El relato lleva de vuelta a esos días, que de pronto parecen tan lejanos: la búsqueda en un océano de estafadores y especuladores para conseguir dos concentradores de oxígeno –dado que en las empresas establecidas se hallaban agotados y no había en renta.

El viaje nocturno, por carretera, al estado de Durango, para obtener a crédito dos aparatos en una operación que requirió el desembolso de otros 70 mil pesos…

Y luego, las recargas de oxígeno.

El otro martirio.

Aunque INFRA trabajaba las 24 horas, las filas eran inmensas, desoladoras, inacabables.

La familia optó por formarse de madrugada, noche a noche, para disminuir el riesgo de contagio, y también para no desplomarse en el abismo de desánimo y zozobra que se vivía en estas.

La gente que no había logrado llegar a un hospital, se plantaba frente a las instalaciones de esa empresa con el rostro abatido, apesadumbrado. Era visible la angustia. Eran las filas del dolor y la desesperación. Muchas personas lloraban al conocer el precio de los cilindros, hacían llamadas telefónicas a sus familiares, les preguntaban a las personas que estaban formadas si no podían ayudarlos con unos pesos.

“Se respiraba tristeza e impotencia. Sabíamos que la gente sin oxígeno iba a morir y no podíamos hacer nada”.

Luis García se agravó en su cama. Su hermano hacía llamadas infructuosas al 911. Ahí le indicaban que atendieran el enfermo en casa porque no había lugar en los hospitales.

Algún charlatán hablando de células madre, de hidróxido de cloro, despertaba brevemente la esperanza. Pero Luis se asfixiaba.

“De nueva cuenta, 911, no hay lugar, 911, no hay hospitales. Locatel y 911, todos los hospitales saturados”.

La oxigenación de Luis seguía cayendo. Se pidieron ambulancias que nunca llegaron, se hicieron solicitudes de traslado que nunca fueron atendidas.

Escribe la familia García:

“Entendimos el doble discurso: por un lado, se decía en las ruedas de prensa gubernamentales que había capacidad hospitalaria, pero en realidad no había camas, ni médicos, ni equipos. La sugerencia del 911 fue siempre que Luis se atendiera en casa”.

Luis García García murió el 5 de enero de 2021 a las 20:30. Habían pasado 18 días “de negligencias médicas y ausencia de un Estado que garantizara su derecho constitucional a la salud”.

════════════════════

**Preguntas del material:**
[1] ¿Puedes convertir en una lista breve el párrafo del fragmento que empieza con «La gente que no había logrado», conservando sus hechos principales?
[2] ¿Podrías devolver sin cambios la parte del fragmento que comienza en las palabras "El viaje nocturno, por" y termina después de "El otro martirio."?

════════════════════

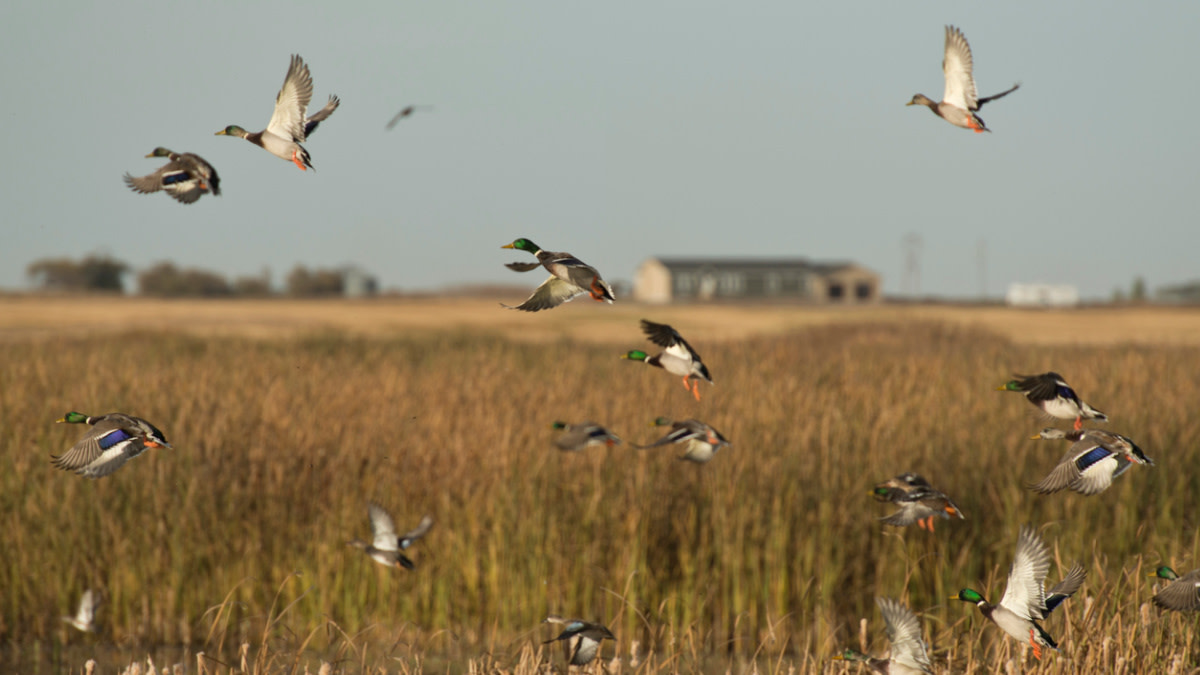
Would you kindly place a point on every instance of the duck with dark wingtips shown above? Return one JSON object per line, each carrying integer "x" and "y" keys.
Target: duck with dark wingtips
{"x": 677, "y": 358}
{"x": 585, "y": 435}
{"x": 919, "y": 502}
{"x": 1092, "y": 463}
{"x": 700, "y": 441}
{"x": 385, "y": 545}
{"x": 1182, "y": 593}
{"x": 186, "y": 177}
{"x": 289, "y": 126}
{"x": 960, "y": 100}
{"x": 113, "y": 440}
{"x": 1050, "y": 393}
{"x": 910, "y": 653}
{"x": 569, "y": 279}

════════════════════

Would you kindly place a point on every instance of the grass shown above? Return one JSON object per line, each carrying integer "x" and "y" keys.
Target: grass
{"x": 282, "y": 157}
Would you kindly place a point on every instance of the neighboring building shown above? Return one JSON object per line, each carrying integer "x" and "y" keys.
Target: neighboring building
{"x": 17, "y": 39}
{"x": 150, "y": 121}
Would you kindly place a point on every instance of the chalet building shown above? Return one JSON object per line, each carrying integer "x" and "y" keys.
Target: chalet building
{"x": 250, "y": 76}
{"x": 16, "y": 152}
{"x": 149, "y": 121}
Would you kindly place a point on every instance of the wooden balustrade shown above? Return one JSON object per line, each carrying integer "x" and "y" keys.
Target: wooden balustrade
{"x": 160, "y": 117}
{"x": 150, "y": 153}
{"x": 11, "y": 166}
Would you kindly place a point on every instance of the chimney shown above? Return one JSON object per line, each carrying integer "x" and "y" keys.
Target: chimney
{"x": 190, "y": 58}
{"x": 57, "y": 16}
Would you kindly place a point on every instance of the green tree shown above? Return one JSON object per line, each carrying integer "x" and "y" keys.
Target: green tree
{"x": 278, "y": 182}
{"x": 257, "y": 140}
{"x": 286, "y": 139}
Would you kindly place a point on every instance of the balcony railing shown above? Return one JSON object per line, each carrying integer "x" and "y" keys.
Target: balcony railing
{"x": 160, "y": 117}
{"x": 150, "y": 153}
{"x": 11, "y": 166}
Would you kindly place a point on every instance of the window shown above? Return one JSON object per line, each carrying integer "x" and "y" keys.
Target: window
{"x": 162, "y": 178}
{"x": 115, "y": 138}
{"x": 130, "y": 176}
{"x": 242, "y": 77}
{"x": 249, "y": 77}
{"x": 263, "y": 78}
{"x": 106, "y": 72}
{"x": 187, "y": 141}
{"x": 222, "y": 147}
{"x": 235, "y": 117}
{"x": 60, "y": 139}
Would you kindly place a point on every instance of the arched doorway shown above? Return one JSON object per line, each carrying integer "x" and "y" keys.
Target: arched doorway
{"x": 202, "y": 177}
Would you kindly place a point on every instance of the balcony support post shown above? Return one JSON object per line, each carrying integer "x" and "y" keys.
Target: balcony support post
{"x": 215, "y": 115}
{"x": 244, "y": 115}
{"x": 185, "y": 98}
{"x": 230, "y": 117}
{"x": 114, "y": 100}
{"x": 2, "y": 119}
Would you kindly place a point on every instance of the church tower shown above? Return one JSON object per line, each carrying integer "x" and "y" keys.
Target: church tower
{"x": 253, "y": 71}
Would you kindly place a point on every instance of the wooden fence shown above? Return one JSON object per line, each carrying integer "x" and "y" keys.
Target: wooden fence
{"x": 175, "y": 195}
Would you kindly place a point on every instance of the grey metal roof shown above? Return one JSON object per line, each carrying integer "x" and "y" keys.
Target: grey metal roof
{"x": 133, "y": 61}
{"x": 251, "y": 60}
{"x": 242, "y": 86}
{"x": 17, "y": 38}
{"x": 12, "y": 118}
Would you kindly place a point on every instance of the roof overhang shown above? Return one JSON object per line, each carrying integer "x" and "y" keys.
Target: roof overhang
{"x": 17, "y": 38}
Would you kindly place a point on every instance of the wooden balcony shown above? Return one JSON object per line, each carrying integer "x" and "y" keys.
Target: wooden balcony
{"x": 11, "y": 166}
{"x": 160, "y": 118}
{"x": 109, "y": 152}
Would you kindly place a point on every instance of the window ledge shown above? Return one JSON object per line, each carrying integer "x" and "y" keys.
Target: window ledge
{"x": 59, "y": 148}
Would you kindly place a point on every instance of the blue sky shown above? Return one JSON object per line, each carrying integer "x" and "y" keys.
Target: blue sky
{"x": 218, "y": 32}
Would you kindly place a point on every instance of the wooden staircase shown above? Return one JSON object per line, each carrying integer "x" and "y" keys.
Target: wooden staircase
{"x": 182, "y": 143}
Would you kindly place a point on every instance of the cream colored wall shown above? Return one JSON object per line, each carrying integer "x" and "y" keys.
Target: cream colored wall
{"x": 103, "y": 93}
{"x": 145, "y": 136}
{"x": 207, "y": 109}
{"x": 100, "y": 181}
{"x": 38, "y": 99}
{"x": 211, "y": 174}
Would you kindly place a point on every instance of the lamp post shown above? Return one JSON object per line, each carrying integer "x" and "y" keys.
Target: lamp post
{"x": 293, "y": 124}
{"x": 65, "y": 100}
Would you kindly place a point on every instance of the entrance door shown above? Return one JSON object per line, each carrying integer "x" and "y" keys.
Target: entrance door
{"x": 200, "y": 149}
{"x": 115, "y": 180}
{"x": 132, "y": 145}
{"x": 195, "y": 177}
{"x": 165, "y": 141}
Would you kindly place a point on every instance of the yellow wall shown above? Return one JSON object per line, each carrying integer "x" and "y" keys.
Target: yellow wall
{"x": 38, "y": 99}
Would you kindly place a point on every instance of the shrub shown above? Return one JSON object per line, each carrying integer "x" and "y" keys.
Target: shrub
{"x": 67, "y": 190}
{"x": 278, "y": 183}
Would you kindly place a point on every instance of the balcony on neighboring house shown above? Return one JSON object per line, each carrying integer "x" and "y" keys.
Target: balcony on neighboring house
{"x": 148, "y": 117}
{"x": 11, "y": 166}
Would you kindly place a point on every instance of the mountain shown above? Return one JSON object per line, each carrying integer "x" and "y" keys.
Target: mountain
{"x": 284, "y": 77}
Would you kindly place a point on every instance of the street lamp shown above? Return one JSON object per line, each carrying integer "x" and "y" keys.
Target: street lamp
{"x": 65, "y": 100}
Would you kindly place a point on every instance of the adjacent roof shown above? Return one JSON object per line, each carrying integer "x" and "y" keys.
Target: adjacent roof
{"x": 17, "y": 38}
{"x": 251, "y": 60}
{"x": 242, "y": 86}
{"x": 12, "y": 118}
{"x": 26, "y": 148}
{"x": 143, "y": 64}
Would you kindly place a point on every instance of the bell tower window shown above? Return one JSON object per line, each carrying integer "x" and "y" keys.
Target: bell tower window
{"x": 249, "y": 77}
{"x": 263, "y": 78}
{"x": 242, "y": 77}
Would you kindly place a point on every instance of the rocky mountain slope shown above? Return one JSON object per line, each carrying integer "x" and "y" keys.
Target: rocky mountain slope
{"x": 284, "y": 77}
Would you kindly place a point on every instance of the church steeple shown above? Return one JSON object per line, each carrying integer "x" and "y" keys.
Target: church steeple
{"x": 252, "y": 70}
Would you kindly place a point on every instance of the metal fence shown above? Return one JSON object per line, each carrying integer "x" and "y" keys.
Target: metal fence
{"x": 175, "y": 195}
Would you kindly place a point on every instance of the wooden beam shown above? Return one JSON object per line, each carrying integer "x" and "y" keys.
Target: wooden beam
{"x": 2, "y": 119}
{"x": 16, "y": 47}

════════════════════

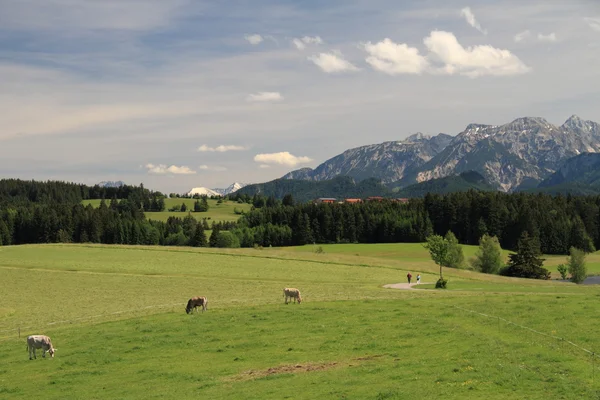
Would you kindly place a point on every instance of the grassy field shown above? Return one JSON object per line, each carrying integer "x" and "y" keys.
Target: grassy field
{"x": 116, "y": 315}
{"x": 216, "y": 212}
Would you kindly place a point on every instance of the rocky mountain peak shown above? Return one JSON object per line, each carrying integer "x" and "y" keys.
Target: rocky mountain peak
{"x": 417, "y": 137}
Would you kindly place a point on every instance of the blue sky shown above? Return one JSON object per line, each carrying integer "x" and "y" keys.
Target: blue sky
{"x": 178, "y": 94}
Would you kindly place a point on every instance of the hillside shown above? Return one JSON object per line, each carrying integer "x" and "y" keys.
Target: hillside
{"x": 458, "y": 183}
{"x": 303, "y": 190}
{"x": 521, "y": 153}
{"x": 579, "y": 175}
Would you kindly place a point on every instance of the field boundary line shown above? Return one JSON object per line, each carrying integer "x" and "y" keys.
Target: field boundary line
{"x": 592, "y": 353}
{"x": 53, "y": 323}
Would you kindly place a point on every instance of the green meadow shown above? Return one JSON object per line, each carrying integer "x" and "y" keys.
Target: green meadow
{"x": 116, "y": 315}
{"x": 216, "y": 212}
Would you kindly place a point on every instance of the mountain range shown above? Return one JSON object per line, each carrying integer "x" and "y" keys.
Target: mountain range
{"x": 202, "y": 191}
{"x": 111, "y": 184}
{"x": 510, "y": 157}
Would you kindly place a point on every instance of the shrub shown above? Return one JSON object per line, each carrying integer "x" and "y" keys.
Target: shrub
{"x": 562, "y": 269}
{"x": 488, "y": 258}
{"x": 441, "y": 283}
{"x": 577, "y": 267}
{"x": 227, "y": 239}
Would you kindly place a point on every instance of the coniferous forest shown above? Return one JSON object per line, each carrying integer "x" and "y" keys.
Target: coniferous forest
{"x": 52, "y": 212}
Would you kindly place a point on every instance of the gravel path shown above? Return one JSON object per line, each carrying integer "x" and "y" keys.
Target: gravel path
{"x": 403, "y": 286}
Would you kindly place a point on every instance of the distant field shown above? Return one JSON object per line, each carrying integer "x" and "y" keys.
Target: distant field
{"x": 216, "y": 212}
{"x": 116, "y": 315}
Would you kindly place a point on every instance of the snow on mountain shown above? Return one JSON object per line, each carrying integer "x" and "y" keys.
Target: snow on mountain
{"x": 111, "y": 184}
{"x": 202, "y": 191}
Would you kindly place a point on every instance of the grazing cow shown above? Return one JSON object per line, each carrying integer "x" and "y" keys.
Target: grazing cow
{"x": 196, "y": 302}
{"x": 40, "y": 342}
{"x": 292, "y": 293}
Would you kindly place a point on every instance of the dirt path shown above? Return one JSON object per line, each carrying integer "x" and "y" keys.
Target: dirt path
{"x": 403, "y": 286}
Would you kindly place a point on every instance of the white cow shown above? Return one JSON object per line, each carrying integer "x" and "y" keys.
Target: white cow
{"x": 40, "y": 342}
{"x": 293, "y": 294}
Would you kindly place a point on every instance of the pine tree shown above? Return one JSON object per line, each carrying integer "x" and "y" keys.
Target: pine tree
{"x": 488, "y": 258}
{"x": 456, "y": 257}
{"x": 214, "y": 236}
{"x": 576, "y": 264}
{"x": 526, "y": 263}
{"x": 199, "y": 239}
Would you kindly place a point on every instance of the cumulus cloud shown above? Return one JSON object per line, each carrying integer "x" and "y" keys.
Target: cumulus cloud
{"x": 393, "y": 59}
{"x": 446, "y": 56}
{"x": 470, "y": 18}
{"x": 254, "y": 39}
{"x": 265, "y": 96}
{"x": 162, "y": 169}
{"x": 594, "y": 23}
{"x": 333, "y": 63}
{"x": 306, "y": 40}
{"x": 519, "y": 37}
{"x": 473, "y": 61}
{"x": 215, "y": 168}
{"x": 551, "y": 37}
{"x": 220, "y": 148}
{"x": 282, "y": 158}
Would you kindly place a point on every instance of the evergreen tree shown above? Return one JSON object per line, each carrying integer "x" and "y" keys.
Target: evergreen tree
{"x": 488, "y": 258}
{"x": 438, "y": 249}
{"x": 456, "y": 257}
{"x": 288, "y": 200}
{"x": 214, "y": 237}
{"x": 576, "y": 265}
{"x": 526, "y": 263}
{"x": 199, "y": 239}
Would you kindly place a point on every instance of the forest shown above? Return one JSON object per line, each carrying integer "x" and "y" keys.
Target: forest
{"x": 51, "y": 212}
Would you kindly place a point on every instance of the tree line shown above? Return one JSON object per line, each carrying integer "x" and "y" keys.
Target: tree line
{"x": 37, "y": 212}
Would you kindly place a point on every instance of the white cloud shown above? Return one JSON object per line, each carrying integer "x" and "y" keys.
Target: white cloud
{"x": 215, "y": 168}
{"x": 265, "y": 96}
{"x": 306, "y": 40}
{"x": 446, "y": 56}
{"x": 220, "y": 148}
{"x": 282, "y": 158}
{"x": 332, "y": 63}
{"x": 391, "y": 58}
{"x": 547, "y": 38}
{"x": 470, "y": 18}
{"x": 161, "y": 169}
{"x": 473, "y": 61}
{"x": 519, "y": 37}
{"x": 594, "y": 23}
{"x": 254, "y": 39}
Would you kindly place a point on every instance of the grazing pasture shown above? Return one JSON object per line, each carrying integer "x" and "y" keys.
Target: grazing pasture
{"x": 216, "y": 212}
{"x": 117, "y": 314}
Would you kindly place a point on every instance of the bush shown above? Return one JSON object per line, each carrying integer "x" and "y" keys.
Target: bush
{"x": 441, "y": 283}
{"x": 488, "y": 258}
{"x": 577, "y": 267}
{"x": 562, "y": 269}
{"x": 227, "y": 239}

════════════════════

**Soluciones propuestas:**
[1]
- Quienes no habían logrado llegar a un hospital se plantaban frente a las instalaciones de INFRA, con el rostro abatido y visible angustia.
- Eran filas de dolor y desesperación.
- Muchas personas lloraban al conocer el precio de los cilindros.
- Hacían llamadas a sus familiares y pedían unos pesos a quienes estaban formados.

[2]
El viaje nocturno, por carretera, al estado de Durango, para obtener a crédito dos aparatos en una operación que requirió el desembolso de otros 70 mil pesos…

Y luego, las recargas de oxígeno.

El otro martirio.